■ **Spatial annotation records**
──────
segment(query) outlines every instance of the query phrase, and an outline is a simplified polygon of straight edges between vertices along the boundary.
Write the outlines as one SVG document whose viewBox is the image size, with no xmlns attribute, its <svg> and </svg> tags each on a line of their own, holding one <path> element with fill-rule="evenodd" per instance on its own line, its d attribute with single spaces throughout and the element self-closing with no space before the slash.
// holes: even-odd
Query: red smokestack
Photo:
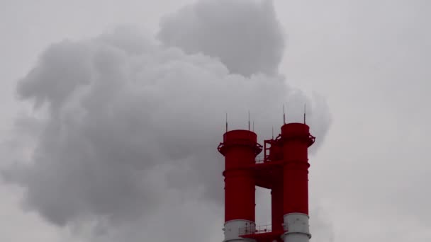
──────
■ **Instruction**
Lay out every line of the material above as a numbered list, dropping any blank lines and omitting the pictures.

■ **Task output**
1. segment(query) outlines every instance of the query phrase, and an outline is a simplified polygon of straight edges between vertices along the boundary.
2. Write the outlines as one SVG document whose viewBox is the image size, with no xmlns attribute, its <svg> and </svg> tags each on a line of their own, holding one <path> element with fill-rule="evenodd" per instance on its own line, its d attribute with single spaces throughout and the element self-closing with no space before the slash.
3. // holes: even-odd
4. Query: red smokestack
5. Photo:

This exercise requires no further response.